» **Required work**
Copy everything from "Currently he is" down to "people like Klavdia." in the text about the new Centre, replacing "Centre" with "Center".
──────── Text for analysis ────────
Ivan grew up in the orphanage at Roman, north Bulgaria, but like all residents had to leave at 17. He moved to Sofia and was fortunate to get a job as a kitchen assistant, but was soon made redundant, so risked becoming homeless. Volunteers from the Good Samaritan Foundation had kept in touch with him since his orphanage days, and found him a job on the new Centre.
Currently he is washing 15,000 small floor-tiles prior to them being laid in the children’s hall. He’s paid a small salary and is happy, although he admits he’d rather be cooking!
Klavdia is a bright girl who grew up in Berkovitsa Orphanage, where she worked hard at
school and achieved an ‘A’ level. She wants to train as a nurse, and has applied for courses, but doesn’t have the presentational skills for interview. She is now having coaching and extra biology lessons, paid for by Norwegian benefactors who want to see her succeed. The Centre is needed to help more people like Klavdia.
Have you ever tried to put up tiles in your bathroom? If so, you will know that they are perverse things, and it is not easy to do a good job.
Tenio Kolev has been tiling the showers, toilets, and floors of the Centre since September last year. He has installed about 800 m2 so far, thousands of tiles…. and he is only half way through! He is paid per square meter so it is in his interest to work fast, and sometimes his wife Ralitsa comes in to help him. He puts in long hours, six days per week, yet the quality of all his work is perfect! As a skilled craftsman he could earn more elsewhere, but wants to work on the Centre. Why I wondered? I wanted to meet this guy.
I discovered him hidden on the third floor, squatting in what at first hand looked like a large cupboard, but on closer inspection proved to be a shower-room. I congratulated him on his exceptional workmanship, and asked him what motivated him. He said that he was not motivated by money alone, but by the satisfaction of producing the best quality work he can, because ‘as a Christian I am doing this for God as well as for my employer’. He was clearly passionate about his work, and the Centre.
──────── Provided information ────────
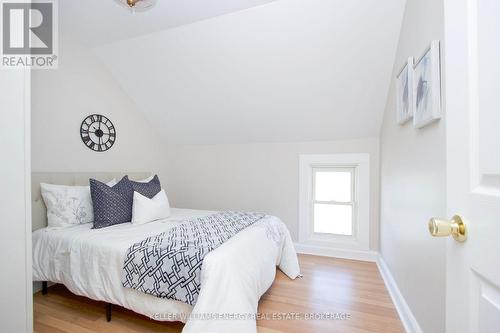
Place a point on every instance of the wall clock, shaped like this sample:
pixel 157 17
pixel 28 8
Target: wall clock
pixel 98 132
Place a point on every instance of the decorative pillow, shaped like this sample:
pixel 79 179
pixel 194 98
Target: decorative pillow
pixel 112 205
pixel 149 189
pixel 147 210
pixel 68 205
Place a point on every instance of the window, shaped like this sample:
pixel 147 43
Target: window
pixel 334 201
pixel 333 205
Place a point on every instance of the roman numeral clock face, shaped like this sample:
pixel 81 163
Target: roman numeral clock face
pixel 98 132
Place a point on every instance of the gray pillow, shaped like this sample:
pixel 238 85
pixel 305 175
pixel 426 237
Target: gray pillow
pixel 149 189
pixel 112 204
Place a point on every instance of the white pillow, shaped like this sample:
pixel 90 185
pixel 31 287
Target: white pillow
pixel 68 205
pixel 147 180
pixel 146 210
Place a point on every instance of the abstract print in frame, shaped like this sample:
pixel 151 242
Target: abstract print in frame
pixel 427 87
pixel 404 92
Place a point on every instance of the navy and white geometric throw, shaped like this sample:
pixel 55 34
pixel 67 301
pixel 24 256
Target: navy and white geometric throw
pixel 168 265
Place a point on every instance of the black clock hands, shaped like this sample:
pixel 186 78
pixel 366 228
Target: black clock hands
pixel 92 131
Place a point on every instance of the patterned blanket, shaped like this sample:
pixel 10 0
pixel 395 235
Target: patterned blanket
pixel 168 265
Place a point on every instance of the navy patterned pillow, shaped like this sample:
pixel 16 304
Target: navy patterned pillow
pixel 112 205
pixel 149 189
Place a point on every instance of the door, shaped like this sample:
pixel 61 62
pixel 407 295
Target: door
pixel 472 96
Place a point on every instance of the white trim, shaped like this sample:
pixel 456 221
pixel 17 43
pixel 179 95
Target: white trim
pixel 324 251
pixel 361 236
pixel 27 198
pixel 407 318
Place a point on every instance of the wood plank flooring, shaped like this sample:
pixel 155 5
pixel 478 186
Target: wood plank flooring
pixel 350 289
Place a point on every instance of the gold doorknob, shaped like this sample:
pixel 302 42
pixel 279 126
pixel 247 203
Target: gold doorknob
pixel 454 227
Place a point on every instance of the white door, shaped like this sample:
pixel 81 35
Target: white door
pixel 472 96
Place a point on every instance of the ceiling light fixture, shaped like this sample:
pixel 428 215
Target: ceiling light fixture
pixel 137 5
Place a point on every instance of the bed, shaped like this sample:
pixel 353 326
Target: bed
pixel 234 276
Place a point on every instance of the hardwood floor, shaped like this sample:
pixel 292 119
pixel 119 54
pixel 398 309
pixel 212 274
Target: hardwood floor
pixel 331 286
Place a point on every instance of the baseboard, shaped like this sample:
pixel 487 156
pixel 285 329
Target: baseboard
pixel 336 253
pixel 407 318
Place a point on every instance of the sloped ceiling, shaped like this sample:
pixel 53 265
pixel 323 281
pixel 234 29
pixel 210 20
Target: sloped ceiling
pixel 288 70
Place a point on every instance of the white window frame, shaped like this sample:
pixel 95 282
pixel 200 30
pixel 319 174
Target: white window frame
pixel 360 166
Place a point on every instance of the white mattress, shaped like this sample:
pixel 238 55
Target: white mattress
pixel 89 263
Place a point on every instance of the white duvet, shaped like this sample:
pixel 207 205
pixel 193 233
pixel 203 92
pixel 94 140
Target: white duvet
pixel 234 276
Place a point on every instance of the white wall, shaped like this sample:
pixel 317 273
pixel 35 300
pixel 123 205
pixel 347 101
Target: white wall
pixel 413 184
pixel 286 71
pixel 62 98
pixel 15 238
pixel 259 177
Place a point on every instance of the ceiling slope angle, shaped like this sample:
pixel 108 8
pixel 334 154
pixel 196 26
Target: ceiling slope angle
pixel 286 71
pixel 97 22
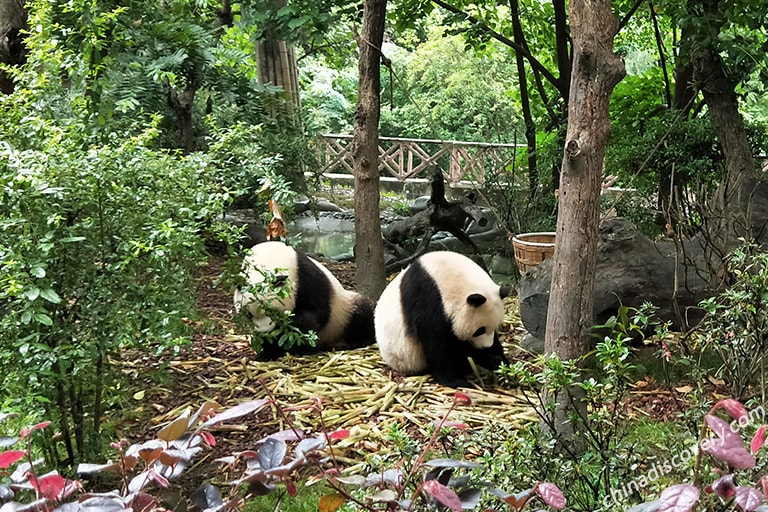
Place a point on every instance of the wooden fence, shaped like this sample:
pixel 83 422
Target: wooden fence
pixel 406 159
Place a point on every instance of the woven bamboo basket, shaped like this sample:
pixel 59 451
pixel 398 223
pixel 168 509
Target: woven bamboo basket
pixel 532 248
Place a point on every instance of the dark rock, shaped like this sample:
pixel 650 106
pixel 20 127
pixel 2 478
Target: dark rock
pixel 631 269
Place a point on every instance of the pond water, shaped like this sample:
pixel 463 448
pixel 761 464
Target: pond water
pixel 330 235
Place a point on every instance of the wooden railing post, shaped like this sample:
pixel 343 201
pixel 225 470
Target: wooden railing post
pixel 403 159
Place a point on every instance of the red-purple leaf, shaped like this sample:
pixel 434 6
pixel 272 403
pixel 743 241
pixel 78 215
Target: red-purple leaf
pixel 331 502
pixel 463 397
pixel 733 407
pixel 309 445
pixel 160 479
pixel 443 494
pixel 516 501
pixel 450 424
pixel 551 495
pixel 678 498
pixel 53 486
pixel 728 446
pixel 208 438
pixel 724 487
pixel 85 469
pixel 9 457
pixel 142 502
pixel 237 411
pixel 271 454
pixel 139 482
pixel 759 439
pixel 748 498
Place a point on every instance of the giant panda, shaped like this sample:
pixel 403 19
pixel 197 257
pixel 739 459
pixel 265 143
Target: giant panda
pixel 318 301
pixel 436 313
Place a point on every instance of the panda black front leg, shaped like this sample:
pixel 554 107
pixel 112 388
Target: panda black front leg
pixel 445 359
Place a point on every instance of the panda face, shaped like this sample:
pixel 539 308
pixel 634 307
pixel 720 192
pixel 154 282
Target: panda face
pixel 477 320
pixel 267 268
pixel 256 309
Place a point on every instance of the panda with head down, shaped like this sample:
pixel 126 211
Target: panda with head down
pixel 318 301
pixel 436 313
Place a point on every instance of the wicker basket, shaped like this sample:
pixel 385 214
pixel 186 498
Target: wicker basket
pixel 532 248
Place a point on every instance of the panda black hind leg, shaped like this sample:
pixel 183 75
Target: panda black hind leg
pixel 427 322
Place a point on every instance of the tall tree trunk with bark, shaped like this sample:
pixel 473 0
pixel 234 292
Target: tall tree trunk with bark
pixel 13 20
pixel 277 66
pixel 369 248
pixel 596 71
pixel 729 215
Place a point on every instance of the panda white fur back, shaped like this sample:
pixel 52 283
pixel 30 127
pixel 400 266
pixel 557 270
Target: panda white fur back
pixel 341 318
pixel 440 310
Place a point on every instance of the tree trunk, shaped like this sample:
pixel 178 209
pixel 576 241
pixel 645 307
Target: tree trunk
pixel 13 20
pixel 276 61
pixel 369 248
pixel 729 216
pixel 596 71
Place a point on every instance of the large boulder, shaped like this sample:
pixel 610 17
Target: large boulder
pixel 631 269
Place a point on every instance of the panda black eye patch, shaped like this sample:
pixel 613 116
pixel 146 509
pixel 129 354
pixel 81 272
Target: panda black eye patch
pixel 479 332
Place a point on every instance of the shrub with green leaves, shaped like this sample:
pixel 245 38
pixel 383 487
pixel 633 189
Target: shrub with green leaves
pixel 98 244
pixel 736 325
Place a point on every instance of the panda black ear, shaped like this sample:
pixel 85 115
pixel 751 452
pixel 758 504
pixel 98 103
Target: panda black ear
pixel 476 300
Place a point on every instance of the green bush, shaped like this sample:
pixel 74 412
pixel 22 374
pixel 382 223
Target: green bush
pixel 98 245
pixel 736 325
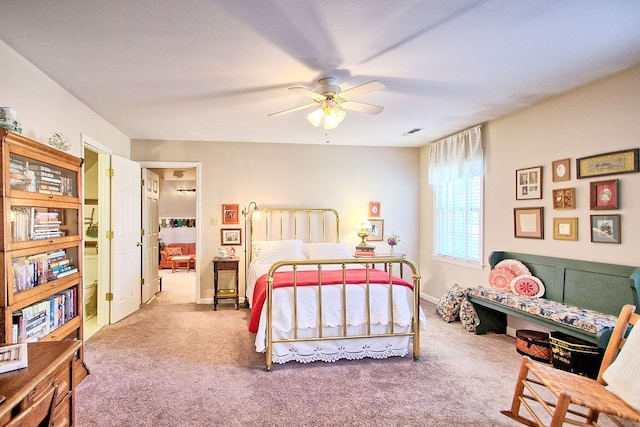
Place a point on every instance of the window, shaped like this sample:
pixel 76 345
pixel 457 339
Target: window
pixel 456 175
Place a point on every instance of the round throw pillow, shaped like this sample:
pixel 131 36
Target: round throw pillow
pixel 527 285
pixel 514 265
pixel 500 278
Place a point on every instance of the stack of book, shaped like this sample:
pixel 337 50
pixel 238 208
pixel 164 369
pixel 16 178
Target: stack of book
pixel 46 225
pixel 365 251
pixel 60 265
pixel 47 179
pixel 38 320
pixel 34 270
pixel 19 178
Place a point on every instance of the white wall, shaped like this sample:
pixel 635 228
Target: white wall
pixel 44 107
pixel 344 178
pixel 598 118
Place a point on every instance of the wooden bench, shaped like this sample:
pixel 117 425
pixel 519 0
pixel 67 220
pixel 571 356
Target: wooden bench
pixel 597 287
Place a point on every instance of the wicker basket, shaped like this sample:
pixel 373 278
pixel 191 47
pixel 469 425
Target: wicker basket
pixel 575 355
pixel 534 344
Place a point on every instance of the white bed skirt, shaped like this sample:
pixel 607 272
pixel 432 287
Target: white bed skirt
pixel 334 350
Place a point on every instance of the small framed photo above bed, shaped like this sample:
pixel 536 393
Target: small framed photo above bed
pixel 528 223
pixel 230 214
pixel 565 228
pixel 529 183
pixel 605 228
pixel 604 195
pixel 377 230
pixel 231 236
pixel 561 170
pixel 374 209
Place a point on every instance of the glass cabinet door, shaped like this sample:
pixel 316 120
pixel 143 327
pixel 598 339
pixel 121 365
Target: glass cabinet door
pixel 40 177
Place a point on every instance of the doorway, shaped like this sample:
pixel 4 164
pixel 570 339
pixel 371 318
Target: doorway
pixel 178 207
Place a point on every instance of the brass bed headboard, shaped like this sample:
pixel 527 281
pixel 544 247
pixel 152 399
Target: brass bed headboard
pixel 307 224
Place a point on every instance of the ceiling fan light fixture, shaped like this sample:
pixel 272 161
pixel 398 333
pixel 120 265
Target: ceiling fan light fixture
pixel 328 115
pixel 315 117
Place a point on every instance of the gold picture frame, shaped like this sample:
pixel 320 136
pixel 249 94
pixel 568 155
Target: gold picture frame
pixel 605 229
pixel 565 228
pixel 528 223
pixel 231 236
pixel 564 198
pixel 616 162
pixel 561 170
pixel 604 195
pixel 529 183
pixel 230 214
pixel 377 230
pixel 374 209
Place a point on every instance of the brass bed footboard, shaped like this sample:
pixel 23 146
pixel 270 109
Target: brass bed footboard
pixel 388 262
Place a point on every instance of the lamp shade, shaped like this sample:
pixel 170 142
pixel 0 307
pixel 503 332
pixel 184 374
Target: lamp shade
pixel 363 224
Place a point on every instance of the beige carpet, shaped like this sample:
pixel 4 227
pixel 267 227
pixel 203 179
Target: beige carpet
pixel 175 363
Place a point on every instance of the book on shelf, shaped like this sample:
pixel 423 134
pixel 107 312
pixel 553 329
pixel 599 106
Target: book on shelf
pixel 36 321
pixel 365 251
pixel 13 357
────────
» **Your response**
Currently he is washing 15,000 small floor-tiles prior to them being laid in the children’s hall. He’s paid a small salary and is happy, although he admits he’d rather be cooking!
Klavdia is a bright girl who grew up in Berkovitsa Orphanage, where she worked hard at
school and achieved an ‘A’ level. She wants to train as a nurse, and has applied for courses, but doesn’t have the presentational skills for interview. She is now having coaching and extra biology lessons, paid for by Norwegian benefactors who want to see her succeed. The Center is needed to help more people like Klavdia.